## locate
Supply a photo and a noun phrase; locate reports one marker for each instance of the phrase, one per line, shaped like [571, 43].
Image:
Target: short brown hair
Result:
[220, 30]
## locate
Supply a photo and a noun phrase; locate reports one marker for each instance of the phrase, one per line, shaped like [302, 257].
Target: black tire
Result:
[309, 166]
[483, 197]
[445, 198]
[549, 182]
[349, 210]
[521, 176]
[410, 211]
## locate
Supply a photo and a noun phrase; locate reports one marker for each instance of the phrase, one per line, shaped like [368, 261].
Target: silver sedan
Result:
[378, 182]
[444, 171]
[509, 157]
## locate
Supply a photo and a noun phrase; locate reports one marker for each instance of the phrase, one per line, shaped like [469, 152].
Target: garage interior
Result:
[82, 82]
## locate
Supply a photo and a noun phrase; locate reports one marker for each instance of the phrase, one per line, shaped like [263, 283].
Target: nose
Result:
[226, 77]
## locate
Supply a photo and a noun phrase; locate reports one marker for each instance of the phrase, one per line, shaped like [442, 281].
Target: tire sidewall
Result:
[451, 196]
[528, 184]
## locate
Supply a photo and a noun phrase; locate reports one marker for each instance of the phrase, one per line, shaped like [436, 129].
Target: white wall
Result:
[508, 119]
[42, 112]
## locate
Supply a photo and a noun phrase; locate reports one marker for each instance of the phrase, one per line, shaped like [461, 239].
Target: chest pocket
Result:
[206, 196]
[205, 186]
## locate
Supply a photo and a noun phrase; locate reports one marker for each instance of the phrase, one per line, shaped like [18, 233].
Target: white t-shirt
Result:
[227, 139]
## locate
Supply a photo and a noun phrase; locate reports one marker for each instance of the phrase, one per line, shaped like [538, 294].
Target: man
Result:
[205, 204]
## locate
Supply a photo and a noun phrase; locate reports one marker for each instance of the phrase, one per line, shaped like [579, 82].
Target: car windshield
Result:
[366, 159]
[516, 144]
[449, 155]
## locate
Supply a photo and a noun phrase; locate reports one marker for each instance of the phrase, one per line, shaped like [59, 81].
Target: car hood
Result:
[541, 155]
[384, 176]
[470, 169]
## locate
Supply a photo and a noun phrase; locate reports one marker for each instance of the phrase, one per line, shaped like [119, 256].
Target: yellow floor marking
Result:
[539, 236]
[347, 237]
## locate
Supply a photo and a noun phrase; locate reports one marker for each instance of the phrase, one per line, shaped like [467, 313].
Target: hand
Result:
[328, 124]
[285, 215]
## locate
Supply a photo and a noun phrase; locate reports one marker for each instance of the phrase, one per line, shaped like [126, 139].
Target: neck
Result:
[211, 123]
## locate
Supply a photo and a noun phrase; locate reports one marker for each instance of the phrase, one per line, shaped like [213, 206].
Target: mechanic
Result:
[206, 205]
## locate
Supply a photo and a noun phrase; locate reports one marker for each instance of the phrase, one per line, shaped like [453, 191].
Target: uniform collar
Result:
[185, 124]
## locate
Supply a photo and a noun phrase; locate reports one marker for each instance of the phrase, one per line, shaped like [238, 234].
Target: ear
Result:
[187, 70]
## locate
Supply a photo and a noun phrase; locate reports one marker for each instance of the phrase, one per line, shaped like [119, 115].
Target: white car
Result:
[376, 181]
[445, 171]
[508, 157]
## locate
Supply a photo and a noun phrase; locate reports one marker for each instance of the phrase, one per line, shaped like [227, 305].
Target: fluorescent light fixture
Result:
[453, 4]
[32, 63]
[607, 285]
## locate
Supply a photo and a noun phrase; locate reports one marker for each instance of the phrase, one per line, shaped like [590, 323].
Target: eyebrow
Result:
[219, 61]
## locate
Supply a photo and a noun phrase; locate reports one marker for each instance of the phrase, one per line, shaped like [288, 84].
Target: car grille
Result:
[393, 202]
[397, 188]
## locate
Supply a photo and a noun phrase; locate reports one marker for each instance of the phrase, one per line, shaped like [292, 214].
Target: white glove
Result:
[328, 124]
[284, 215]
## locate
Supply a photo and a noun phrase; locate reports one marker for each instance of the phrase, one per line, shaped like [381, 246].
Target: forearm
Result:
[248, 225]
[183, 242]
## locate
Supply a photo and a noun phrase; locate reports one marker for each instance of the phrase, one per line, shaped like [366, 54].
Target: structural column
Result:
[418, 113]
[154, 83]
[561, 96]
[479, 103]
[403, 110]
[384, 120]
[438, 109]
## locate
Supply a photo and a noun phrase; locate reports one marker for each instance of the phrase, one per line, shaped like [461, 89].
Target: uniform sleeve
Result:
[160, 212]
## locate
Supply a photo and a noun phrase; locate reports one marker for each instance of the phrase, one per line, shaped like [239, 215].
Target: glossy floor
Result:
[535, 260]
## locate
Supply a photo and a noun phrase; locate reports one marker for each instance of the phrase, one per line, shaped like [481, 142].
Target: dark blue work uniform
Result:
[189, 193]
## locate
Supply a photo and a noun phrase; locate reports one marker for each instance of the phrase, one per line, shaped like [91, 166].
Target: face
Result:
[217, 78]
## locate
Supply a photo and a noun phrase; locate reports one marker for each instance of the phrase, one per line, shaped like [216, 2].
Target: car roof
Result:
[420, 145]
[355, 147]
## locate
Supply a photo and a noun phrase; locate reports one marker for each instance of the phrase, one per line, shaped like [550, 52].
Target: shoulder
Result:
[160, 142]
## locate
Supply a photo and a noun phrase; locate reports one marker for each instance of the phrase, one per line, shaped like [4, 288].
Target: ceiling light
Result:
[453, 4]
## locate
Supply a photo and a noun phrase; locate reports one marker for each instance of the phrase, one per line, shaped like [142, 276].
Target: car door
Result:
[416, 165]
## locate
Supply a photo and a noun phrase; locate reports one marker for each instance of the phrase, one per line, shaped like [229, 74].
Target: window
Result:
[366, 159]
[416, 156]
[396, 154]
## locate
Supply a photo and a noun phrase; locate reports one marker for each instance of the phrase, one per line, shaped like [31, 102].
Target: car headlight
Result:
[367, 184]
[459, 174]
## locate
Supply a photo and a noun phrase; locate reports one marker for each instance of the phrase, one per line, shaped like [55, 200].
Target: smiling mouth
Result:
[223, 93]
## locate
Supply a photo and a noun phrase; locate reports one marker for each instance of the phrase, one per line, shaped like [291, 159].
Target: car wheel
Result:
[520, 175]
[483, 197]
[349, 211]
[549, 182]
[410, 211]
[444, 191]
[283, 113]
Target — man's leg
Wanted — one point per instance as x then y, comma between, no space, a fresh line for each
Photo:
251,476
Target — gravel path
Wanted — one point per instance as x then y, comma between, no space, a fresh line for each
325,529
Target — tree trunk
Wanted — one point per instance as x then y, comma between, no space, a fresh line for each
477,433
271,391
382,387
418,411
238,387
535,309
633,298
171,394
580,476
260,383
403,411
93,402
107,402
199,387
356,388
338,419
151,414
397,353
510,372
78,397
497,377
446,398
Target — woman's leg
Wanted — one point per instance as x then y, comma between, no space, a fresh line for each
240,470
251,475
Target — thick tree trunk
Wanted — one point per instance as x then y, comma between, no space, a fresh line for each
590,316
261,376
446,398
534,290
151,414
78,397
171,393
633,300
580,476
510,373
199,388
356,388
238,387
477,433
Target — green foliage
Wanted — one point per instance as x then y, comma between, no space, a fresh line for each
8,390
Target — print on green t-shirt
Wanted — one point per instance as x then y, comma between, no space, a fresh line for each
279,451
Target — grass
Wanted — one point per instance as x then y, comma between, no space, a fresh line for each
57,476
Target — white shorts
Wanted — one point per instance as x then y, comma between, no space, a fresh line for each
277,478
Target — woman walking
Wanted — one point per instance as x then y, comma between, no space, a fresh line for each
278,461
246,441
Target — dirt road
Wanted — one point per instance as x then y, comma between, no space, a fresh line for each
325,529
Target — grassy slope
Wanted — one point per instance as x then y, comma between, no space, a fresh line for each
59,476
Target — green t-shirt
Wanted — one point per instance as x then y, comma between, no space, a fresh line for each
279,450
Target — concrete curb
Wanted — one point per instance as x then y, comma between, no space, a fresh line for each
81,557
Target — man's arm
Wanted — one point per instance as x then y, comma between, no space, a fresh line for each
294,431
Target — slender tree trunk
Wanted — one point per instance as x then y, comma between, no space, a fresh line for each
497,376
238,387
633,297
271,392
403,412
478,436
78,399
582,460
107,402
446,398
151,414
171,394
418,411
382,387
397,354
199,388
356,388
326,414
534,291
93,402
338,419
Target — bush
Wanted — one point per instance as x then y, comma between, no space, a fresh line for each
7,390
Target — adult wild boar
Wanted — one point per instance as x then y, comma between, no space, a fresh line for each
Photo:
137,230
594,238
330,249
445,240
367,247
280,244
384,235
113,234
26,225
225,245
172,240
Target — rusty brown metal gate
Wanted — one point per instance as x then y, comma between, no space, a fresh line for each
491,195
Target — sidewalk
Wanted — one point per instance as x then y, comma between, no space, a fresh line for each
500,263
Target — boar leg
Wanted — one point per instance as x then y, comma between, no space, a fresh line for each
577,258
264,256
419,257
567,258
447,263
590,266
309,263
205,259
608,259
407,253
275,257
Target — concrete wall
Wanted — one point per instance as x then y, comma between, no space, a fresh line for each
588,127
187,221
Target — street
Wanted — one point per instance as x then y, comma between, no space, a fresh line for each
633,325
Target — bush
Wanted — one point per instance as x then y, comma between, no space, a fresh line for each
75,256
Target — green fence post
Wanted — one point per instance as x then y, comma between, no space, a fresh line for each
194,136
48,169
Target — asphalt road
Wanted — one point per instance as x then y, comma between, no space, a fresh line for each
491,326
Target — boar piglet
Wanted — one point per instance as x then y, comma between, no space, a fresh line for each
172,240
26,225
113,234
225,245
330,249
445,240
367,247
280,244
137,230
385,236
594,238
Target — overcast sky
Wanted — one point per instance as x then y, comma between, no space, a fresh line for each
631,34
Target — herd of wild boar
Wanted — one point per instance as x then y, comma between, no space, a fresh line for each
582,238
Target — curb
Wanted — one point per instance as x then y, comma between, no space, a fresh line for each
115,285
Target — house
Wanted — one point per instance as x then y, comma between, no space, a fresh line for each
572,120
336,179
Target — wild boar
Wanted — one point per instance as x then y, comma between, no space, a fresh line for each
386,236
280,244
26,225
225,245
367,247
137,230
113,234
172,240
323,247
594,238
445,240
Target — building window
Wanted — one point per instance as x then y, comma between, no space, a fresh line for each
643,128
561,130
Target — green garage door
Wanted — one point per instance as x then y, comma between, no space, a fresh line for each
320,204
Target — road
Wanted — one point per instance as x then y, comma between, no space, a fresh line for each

> [Objective]: Carry over everything from the line that contains "Target — building window" down to the end of the data, adding -112 to every coordinate in the answers.

> [Response]:
Target — building window
Wanted — one point per instance as x then y, comma between, no space, a fresh line for each
531,16
449,18
Target — green garage door
Wanted — one point per instance as x then y, comma between, no space, a fresh line for each
208,92
Target — road
Wanted — one point per instance as x then y, comma between, no space, a fresh line for each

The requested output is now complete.